The request :: Could you reproduce, word for word, the part of the material below that opens with the line containing "out the pile" and closes with the line containing "x=1165, y=574", including both of those lines and nothing else?

Exercise input ::
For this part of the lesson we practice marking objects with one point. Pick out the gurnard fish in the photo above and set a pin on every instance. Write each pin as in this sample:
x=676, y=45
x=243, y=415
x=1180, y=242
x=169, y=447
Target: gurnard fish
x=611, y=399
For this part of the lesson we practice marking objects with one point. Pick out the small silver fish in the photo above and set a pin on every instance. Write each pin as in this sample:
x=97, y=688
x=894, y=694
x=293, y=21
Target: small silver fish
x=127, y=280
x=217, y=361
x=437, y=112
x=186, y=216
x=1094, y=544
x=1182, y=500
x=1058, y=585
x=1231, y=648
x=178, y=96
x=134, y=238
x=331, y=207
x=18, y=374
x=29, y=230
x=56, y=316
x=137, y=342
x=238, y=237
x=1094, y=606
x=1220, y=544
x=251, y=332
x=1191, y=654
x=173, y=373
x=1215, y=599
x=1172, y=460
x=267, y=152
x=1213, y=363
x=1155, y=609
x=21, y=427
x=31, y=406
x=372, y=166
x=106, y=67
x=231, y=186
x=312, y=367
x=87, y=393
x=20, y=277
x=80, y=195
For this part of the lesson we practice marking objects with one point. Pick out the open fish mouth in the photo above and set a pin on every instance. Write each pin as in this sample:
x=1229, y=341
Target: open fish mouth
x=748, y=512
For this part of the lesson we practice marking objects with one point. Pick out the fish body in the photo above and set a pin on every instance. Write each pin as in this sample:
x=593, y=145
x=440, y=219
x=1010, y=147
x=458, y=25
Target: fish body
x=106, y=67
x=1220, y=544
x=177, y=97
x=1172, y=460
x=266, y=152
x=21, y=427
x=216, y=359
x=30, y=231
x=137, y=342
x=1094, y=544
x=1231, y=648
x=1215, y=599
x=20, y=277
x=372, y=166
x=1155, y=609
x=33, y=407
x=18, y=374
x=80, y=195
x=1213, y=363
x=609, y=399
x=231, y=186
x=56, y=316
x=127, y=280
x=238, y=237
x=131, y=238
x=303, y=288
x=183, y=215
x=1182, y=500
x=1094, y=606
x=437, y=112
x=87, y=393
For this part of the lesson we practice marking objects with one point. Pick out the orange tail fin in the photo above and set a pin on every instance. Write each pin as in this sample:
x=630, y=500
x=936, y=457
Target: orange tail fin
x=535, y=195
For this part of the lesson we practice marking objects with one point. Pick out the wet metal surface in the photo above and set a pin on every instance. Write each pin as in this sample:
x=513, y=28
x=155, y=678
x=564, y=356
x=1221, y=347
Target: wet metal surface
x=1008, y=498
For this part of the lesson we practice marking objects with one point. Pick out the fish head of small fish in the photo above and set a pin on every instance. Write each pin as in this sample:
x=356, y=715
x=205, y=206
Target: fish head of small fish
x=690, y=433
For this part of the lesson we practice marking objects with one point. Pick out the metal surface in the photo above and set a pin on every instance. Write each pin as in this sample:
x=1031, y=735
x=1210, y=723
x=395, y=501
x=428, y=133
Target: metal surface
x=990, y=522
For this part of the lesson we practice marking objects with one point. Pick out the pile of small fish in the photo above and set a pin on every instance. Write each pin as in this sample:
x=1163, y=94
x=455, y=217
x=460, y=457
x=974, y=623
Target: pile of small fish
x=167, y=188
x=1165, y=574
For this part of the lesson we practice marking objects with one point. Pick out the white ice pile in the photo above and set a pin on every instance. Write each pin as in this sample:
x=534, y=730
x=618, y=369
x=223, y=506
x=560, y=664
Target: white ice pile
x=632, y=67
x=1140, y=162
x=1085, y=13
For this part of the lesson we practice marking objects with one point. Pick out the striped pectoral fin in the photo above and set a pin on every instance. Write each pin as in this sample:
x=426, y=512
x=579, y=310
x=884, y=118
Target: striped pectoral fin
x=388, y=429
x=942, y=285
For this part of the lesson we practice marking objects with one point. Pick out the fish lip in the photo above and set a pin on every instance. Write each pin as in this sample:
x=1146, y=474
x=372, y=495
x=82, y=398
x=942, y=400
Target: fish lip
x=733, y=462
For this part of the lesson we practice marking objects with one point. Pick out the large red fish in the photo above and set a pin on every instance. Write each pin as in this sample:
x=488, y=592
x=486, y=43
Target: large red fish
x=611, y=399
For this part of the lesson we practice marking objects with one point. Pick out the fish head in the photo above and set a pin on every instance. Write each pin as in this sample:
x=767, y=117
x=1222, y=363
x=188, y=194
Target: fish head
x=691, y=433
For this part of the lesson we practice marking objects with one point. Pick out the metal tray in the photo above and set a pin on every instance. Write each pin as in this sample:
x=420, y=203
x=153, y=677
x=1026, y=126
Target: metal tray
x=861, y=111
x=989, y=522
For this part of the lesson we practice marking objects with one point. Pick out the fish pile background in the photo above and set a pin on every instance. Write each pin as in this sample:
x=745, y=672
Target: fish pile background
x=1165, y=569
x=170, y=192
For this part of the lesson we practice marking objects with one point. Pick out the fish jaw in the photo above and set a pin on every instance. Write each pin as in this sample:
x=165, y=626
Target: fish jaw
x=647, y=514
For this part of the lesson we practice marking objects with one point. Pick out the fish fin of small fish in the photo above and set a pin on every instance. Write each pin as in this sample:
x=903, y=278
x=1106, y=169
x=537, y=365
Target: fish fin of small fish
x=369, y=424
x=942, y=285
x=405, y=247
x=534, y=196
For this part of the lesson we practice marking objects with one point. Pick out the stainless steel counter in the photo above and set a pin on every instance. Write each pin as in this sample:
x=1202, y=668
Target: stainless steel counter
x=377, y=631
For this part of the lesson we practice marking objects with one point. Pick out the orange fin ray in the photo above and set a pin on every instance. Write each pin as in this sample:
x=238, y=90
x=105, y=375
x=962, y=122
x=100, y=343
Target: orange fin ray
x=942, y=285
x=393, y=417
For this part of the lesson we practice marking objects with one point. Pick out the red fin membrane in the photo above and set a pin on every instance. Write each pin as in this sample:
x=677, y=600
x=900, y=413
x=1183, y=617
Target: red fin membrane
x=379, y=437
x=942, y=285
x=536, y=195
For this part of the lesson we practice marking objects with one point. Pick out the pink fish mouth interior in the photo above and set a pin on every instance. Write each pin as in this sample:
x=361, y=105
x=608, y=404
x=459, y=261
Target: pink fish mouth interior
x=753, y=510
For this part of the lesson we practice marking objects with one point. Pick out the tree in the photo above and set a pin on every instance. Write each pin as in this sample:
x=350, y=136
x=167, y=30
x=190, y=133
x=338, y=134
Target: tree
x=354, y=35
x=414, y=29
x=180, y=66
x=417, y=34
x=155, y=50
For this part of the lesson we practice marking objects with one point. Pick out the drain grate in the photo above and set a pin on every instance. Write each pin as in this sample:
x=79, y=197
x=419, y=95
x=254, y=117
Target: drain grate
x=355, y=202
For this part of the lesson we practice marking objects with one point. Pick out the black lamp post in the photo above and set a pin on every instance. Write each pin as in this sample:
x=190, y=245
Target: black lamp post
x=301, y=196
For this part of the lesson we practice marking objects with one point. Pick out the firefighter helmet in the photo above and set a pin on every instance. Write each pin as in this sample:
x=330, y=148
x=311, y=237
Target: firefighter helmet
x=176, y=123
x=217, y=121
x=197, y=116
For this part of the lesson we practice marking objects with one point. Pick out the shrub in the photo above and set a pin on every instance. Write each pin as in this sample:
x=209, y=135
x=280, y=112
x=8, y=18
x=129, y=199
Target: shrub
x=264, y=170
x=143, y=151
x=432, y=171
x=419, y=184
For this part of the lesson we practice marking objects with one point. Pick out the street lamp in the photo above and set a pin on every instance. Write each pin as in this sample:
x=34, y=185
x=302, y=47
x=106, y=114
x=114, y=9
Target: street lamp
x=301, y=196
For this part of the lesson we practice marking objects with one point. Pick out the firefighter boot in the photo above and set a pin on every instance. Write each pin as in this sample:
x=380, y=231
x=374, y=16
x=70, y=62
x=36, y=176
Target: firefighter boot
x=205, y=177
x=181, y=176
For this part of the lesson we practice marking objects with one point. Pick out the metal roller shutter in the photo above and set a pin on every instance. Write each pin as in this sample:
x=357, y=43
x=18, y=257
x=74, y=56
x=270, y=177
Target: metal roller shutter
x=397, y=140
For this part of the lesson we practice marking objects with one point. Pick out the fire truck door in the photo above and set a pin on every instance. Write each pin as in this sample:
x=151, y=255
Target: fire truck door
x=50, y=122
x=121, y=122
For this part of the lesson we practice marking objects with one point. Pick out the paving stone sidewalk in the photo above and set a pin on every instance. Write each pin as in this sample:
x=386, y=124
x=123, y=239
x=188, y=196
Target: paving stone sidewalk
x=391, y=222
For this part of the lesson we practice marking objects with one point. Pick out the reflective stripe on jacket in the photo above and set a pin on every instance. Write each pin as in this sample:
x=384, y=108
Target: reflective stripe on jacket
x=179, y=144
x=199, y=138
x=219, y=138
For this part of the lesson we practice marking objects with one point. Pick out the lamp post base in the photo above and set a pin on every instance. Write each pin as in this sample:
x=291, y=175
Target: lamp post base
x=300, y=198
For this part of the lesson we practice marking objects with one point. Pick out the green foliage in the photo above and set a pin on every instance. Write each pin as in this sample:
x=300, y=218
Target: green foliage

Result of the task ::
For this part of the lesson we practice marking objects with one point. Pick out the pile of small fish in the photo above and set a pin on every instance. Write each pin as in this sample:
x=1163, y=94
x=455, y=217
x=460, y=457
x=974, y=623
Target: pile of small fish
x=167, y=188
x=1165, y=574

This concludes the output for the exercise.